_EXERCISE GOAL_: This task is to restate all of the entries exactly.

Saved entries:
━━━━━━━━━━━━━━━━━━━━━━━━━━━━━━
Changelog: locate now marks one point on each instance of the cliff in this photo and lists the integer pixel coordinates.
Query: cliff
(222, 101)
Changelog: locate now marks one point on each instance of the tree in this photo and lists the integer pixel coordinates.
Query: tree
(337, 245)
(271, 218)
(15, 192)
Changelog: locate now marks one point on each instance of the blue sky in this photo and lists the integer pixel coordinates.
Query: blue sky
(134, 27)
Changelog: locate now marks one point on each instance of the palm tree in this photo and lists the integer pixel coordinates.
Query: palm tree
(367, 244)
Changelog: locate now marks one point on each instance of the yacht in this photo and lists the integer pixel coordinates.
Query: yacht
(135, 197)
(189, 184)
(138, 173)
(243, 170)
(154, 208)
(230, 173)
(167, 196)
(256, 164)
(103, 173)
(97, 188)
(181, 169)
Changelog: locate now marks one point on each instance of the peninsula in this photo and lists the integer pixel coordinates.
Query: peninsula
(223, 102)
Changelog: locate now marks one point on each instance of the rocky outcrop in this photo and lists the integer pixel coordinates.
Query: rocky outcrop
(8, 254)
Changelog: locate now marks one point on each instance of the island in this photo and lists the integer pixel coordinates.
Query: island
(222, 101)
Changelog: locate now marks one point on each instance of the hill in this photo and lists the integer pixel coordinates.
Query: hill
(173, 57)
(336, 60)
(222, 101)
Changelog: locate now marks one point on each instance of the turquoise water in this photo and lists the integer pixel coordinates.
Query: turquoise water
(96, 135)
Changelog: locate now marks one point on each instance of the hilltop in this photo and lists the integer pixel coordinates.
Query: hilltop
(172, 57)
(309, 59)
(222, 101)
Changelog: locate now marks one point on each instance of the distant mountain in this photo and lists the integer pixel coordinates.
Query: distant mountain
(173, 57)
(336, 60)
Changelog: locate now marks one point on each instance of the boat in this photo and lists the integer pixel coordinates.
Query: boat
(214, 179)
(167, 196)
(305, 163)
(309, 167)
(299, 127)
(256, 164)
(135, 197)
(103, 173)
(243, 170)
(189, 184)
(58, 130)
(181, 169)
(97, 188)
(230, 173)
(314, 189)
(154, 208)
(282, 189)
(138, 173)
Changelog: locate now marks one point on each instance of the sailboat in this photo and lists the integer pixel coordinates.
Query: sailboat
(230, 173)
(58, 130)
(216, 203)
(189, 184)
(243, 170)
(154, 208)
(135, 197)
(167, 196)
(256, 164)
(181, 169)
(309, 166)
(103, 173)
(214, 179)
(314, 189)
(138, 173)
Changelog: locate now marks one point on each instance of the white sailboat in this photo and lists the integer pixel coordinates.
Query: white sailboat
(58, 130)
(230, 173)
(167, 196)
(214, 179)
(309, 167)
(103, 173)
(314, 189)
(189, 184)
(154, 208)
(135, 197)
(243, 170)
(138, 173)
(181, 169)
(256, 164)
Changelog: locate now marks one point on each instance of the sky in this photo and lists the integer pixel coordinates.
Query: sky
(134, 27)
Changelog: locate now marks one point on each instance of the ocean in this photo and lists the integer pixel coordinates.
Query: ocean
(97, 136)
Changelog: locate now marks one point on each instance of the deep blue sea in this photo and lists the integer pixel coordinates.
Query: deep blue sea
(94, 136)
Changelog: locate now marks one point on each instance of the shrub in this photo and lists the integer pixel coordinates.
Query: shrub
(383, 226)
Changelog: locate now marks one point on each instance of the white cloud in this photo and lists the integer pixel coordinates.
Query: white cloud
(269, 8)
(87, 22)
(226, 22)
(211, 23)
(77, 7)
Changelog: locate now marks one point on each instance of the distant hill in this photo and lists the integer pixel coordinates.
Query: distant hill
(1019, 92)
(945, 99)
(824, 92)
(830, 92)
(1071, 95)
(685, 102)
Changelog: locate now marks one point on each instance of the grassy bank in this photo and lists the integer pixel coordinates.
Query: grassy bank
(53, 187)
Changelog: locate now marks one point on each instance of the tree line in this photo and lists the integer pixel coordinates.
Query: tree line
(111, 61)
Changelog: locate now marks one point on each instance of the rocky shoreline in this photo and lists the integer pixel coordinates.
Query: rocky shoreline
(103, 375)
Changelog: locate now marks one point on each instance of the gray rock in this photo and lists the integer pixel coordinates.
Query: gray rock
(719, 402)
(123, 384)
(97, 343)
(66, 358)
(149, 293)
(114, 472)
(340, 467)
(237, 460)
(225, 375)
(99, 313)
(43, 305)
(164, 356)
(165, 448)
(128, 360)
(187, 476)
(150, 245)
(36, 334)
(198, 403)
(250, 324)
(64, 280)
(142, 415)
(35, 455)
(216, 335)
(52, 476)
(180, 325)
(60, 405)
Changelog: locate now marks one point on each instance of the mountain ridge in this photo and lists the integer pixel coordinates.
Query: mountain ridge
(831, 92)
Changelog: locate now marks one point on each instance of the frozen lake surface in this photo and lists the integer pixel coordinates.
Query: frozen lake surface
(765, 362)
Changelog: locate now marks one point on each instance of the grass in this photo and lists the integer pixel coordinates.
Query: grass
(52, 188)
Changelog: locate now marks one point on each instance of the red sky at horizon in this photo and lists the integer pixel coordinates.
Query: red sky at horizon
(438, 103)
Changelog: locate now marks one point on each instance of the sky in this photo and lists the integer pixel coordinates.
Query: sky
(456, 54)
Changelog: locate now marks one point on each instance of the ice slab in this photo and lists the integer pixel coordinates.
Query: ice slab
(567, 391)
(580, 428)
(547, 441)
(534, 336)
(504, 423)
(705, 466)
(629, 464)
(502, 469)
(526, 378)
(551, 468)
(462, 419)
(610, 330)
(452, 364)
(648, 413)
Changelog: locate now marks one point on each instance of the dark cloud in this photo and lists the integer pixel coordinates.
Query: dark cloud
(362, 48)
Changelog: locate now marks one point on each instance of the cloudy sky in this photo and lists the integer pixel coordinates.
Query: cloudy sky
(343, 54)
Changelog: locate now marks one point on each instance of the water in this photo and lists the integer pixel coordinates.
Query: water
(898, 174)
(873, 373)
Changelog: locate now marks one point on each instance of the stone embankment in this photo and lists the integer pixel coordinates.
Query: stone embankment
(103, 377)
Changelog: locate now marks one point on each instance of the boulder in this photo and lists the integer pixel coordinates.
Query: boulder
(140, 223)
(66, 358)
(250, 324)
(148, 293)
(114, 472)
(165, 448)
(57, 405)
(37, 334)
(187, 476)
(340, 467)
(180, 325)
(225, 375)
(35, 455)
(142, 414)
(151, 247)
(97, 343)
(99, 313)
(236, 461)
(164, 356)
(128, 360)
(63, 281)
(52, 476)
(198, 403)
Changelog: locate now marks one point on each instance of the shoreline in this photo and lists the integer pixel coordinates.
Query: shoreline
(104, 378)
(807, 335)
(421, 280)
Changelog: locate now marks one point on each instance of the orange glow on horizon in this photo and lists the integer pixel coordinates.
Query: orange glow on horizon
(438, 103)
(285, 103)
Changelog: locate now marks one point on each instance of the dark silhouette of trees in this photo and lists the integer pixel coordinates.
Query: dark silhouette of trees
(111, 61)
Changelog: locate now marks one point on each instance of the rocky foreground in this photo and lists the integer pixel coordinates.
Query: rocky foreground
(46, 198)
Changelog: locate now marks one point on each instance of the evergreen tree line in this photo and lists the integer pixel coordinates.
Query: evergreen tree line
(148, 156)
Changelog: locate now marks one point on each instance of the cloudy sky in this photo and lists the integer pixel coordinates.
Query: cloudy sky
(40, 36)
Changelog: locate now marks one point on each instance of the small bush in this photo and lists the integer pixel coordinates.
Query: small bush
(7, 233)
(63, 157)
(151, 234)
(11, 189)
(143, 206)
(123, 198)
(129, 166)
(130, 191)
━━━━━━━━━━━━━━━━━━━━━━━━━━━━━━
_OUTPUT OF THE TASK_:
Changelog: locate now marks one point on each instance of the cliff in this photo and lists the integer pixel coordinates.
Query: cliff
(222, 101)
Changelog: locate now marks one point on each instance of the tree in this photo and lists the integer pixel coordinates.
Query: tree
(337, 245)
(271, 218)
(15, 192)
Changelog: locate now marks one point on each instance of the blue sky in this photo and lists the integer pixel coordinates.
Query: blue sky
(134, 27)
Changelog: locate now marks one point on each instance of the palm tree in this photo and lists the integer pixel coordinates.
Query: palm tree
(367, 244)
Changelog: locate now marks one point on each instance of the yacht in this photo and lists the integer pixel coordinates.
Query: yacht
(135, 197)
(189, 184)
(138, 173)
(243, 170)
(154, 208)
(230, 173)
(167, 196)
(256, 164)
(103, 173)
(97, 188)
(181, 169)
Changelog: locate now marks one point on each instance of the peninsula in this photo and lists the integer pixel coordinates.
Query: peninsula
(223, 102)
Changelog: locate now marks one point on each instance of the rocky outcrop in this photo and lists the integer pixel coordinates.
Query: rocky outcrop
(8, 254)
Changelog: locate now marks one point on each instance of the island in this photo and lists the integer pixel coordinates.
Query: island
(222, 101)
Changelog: locate now marks one point on each instance of the hill in this photo and lists the integer pixel coordinates.
Query: hill
(173, 57)
(336, 60)
(222, 101)
Changelog: locate now marks one point on each instance of the turquoise water in this photo and lists the integer pixel coordinates.
Query: turquoise water
(96, 135)
Changelog: locate now marks one point on each instance of the hilltop in this photo and lists the integer pixel coordinates.
Query: hilltop
(172, 57)
(309, 59)
(222, 101)
Changelog: locate now marks one point on each instance of the distant mountain in this photo and lists the integer pixel coordinates.
Query: distant mountain
(173, 57)
(336, 60)
Changelog: locate now marks one point on each instance of the boat in this photo and lists the integer pixel coordinates.
Query: boat
(214, 179)
(167, 196)
(305, 163)
(309, 167)
(299, 127)
(256, 164)
(135, 197)
(103, 173)
(243, 170)
(189, 184)
(58, 130)
(181, 169)
(97, 188)
(230, 173)
(314, 189)
(154, 208)
(282, 189)
(138, 173)
Changelog: locate now marks one point on each instance of the sailboat in this photo and lists the integer pixel coordinates.
Query: sailboat
(230, 173)
(58, 130)
(216, 203)
(189, 184)
(243, 170)
(154, 208)
(135, 197)
(167, 196)
(256, 164)
(181, 169)
(309, 166)
(103, 173)
(214, 179)
(314, 189)
(138, 173)
Changelog: locate now marks one point on each instance of the white sailboat in this photo and lists the integer pixel coordinates.
Query: white sailboat
(58, 130)
(230, 173)
(167, 196)
(214, 179)
(309, 167)
(103, 173)
(314, 189)
(189, 184)
(154, 208)
(135, 197)
(243, 170)
(138, 173)
(181, 169)
(256, 164)
Changelog: locate now marks one point on each instance of the sky in this photo and lists the integer pixel coordinates.
Query: sky
(134, 27)
Changelog: locate now marks one point on each instance of the ocean in this photo and lists the integer pixel coordinates.
Query: ocean
(97, 136)
Changelog: locate now marks one point on each instance of the deep blue sea in this photo and lists the integer pixel coordinates.
Query: deep blue sea
(94, 136)
Changelog: locate now marks one point on each instance of the shrub in this photo and lists the integer pixel coordinates.
Query: shrub
(383, 226)
Changelog: locate now marks one point on each instance of the white cloud in this photo and lists the integer pixel coordinates.
Query: white cloud
(269, 8)
(87, 22)
(226, 22)
(211, 23)
(77, 7)
Changelog: locate now marks one point on each instance of the distant hill in this photo and lists the integer pixel coordinates.
Query: distant hill
(1019, 92)
(945, 99)
(824, 92)
(830, 92)
(1071, 95)
(685, 102)
Changelog: locate now marks one point on each instance of the grassy bank in this photo and lists the integer pixel coordinates.
Query: grassy bank
(53, 187)
Changelog: locate now marks one point on each instance of the tree line in this photo and lists the integer pixel coordinates.
Query: tree line
(111, 61)
Changelog: locate now marks one point on each instance of the rocky shoreline in this photo and lists the integer pixel coordinates.
Query: rocky shoreline
(103, 375)
Changelog: locate now marks one point on each instance of the gray rock in this photo and lists the integer pixel coordinates.
Query: gray rock
(719, 402)
(123, 384)
(97, 343)
(66, 358)
(149, 293)
(114, 472)
(340, 467)
(237, 460)
(225, 375)
(99, 313)
(43, 305)
(164, 356)
(165, 448)
(128, 360)
(187, 476)
(150, 245)
(36, 334)
(198, 403)
(250, 324)
(64, 280)
(142, 415)
(35, 455)
(216, 335)
(52, 476)
(180, 325)
(60, 405)
Changelog: locate now marks one point on each instance of the mountain ridge in this photo and lists the integer pixel coordinates.
Query: mountain ridge
(831, 92)
Changelog: locate now marks one point on each instance of the frozen lake surface in this photo and lists the integer pixel coordinates.
Query: frozen lake surface
(765, 362)
Changelog: locate now marks one point on each instance of the grass in this photo and lists the integer pixel coordinates.
Query: grass
(52, 188)
Changelog: locate now marks one point on each instance of the red sky at horizon in this photo and lists the integer pixel coordinates.
Query: red sky at horizon
(438, 103)
Changelog: locate now marks one point on each instance of the sky in this photo and lists the integer pixel coordinates.
Query: sky
(456, 54)
Changelog: locate now marks one point on each instance of the ice slab in this photo and lists the integer pixel coordinates.
Query: ice slab
(567, 391)
(580, 428)
(547, 441)
(534, 336)
(504, 423)
(705, 466)
(629, 464)
(502, 469)
(526, 378)
(551, 468)
(462, 419)
(610, 330)
(452, 364)
(648, 413)
Changelog: locate now marks one point on each instance of the dark cloud in this photo and lists the integer pixel coordinates.
Query: dark cloud
(362, 48)
Changelog: locate now marks one point on each instance of the cloudy sky in this photo and lists the integer pixel coordinates.
Query: cloudy sky
(343, 54)
Changelog: locate now marks one point on each instance of the water in this photo and lists the integer pixel coordinates.
Query: water
(898, 174)
(873, 373)
Changelog: locate now marks one point on each instance of the stone embankment in this photo and lists the integer pixel coordinates.
Query: stone embankment
(103, 377)
Changelog: locate now marks one point on each instance of the boulder in this photo and lists the integer pixel coordinates.
Query: boulder
(140, 223)
(66, 358)
(250, 324)
(148, 293)
(114, 472)
(165, 448)
(57, 405)
(37, 334)
(187, 476)
(340, 467)
(180, 325)
(225, 375)
(35, 455)
(142, 414)
(151, 247)
(97, 343)
(99, 313)
(236, 461)
(164, 356)
(128, 360)
(63, 281)
(52, 476)
(198, 403)
Changelog: locate now marks one point on each instance of the shoreline in this photo and lists the integer pixel coordinates.
Query: shoreline
(104, 378)
(807, 335)
(421, 280)
Changelog: locate now marks one point on each instance of the orange glow on horizon in this photo and lists the integer pixel coordinates.
Query: orange glow on horizon
(438, 103)
(285, 103)
Changelog: locate now marks one point on each instance of the dark silhouette of trees in this photo and lists the integer pixel coordinates.
Query: dark silhouette of trees
(111, 61)
Changelog: locate now marks one point on each instance of the rocky foreground in this photo and lists the integer pixel coordinates.
Query: rocky foreground
(46, 198)
Changelog: locate now marks one point on each instance of the evergreen tree line in this photo and lists the integer pixel coordinates.
Query: evergreen tree line
(148, 156)
Changelog: locate now marks one point on each instance of the cloudy sky in this photo and lists the integer pixel coordinates.
Query: cloudy sky
(40, 36)
Changelog: locate now marks one point on each instance of the small bush in this photo and lists the integer pixel coordinates.
Query: small bush
(7, 233)
(63, 157)
(151, 234)
(11, 189)
(143, 206)
(123, 198)
(129, 166)
(130, 191)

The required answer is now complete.